**Tarefas a realizar**:
- a) Edite o trecho sobre o trabalho no CCSP, reproduzindo-o de "Ao fim do torneio, fomos" a "teóricos e dançarinos." com "performers" substituído por "bailarinos".
- b) Traduza para o inglês a seguinte frase do trecho sobre o trabalho no CCSP: "Ao fim do torneio, fomos assistir mais uma vez ao vídeo e notamos que aquele espaço externo agora funcionava sob uma outra dinâmica."
- c) Dê prosseguimento ao trecho sobre o trabalho no CCSP, escrevendo a parte que viria logo após sua última frase.

**Trecho para leitura**:
Ao fim do torneio, fomos assistir mais uma vez ao vídeo e notamos que aquele espaço externo agora funcionava sob uma outra dinâmica. Ao invés de escolherem as áreas mais espaçosas do corredor, os performers se concentravam em frente aos vidros onde havia a aplicação de vinil de alumínio feita por Bárbara e Benjamin, tal ação reconfigurou o espaço de dança e de circulação dos que passavam por ali. Se há um deslocamento do trabalho para fora do espaço destinado às exposições do CCSP no momento em que concentra sua atuação em uma área de passagem do prédio, ele também se dá quando os artistas inserem partes do mesmo vídeo nas vinhetas que precedem a exibição dos filmes da programação de cinema do CCSP ou quando propõem, junto à programação de dança da instituição, um encontro/performance com teóricos e dançarinos.

**Material**:
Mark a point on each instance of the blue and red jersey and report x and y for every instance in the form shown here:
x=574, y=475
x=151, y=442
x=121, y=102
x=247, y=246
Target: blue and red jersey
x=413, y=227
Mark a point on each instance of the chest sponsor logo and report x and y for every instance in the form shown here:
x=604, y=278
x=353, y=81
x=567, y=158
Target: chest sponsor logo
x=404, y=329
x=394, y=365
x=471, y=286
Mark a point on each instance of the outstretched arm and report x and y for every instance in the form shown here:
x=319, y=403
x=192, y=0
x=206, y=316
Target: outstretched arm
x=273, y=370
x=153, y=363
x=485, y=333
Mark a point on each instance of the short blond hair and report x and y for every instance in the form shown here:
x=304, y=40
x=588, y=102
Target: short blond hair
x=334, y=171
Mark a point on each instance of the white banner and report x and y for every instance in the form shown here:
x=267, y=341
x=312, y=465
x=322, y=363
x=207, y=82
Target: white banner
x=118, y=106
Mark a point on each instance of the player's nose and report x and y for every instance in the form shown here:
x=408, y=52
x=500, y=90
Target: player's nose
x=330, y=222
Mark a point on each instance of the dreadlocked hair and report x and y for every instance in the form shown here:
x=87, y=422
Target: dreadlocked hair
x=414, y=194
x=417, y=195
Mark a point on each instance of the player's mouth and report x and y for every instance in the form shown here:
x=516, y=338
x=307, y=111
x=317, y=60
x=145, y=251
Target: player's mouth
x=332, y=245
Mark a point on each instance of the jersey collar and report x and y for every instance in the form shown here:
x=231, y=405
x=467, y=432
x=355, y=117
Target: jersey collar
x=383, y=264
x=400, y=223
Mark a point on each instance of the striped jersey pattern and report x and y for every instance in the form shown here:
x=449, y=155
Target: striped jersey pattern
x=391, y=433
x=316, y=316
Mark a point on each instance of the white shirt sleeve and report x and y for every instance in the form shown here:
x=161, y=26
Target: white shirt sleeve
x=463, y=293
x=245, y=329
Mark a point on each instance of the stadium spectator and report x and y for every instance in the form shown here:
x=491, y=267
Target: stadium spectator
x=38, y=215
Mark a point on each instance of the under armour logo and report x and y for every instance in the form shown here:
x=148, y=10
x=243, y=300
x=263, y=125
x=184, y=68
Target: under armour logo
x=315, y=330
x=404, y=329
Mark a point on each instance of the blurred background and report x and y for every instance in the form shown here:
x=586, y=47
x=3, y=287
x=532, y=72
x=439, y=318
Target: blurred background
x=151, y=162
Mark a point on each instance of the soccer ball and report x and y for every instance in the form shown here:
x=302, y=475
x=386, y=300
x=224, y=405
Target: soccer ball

**Respostas por tarefa**:
- a)
Ao fim do torneio, fomos assistir mais uma vez ao vídeo e notamos que aquele espaço externo agora funcionava sob uma outra dinâmica. Ao invés de escolherem as áreas mais espaçosas do corredor, os bailarinos se concentravam em frente aos vidros onde havia a aplicação de vinil de alumínio feita por Bárbara e Benjamin, tal ação reconfigurou o espaço de dança e de circulação dos que passavam por ali. Se há um deslocamento do trabalho para fora do espaço destinado às exposições do CCSP no momento em que concentra sua atuação em uma área de passagem do prédio, ele também se dá quando os artistas inserem partes do mesmo vídeo nas vinhetas que precedem a exibição dos filmes da programação de cinema do CCSP ou quando propõem, junto à programação de dança da instituição, um encontro/performance com teóricos e dançarinos.

- b) At the end of the tournament, we went to watch the video once more and noticed that that outdoor space now operated under a different dynamic.

- c)
Cinéma Casino assume um formato peculiar, o formato de um trabalho que migra por diversos ambientes dentro do contexto do CCSP na busca por uma interlocução com públicos distintos. Essa migração surge talvez por uma vontade de ver o trabalho se realizando não somente em sua produção mas também em sua exibição, pois a discussão do que é a cultura popular passa, necessariamente, pelas pessoas - e exige necessariamente uma expansão para além do público de artes visuais. Dessa forma,  a leitura do trabalho se distancia de um padrão que dá  previsibilidade ao comportamento do público: este se relaciona de formas diversas sem o peso do “espaço da arte”. Essa leveza se faz presente no vídeo através das falas dos dançarinos que parecem extraídas de uma conversa informal entre eles (artistas e convidados), mas encontra seu contraponto na tensão estabelecida entre a defesa pela cultura tradicional por um grupo e a celebração da cultura pop por outro. O corpo parece dotado de um poder que ultrapassa o da fala e a dança surge como o próprio argumento do discurso, as imagens intercaladas das performances nos dão a sensação de que assistimos a um longo debate - que certamente não se encerrará ao fim do vídeo.

 

Julia Coelho e Renan Araujo

 

Exposição “Cinéma Casino” - CCSP - Centro Cultural São Paulo - Brasil / 2014 (segundo texto)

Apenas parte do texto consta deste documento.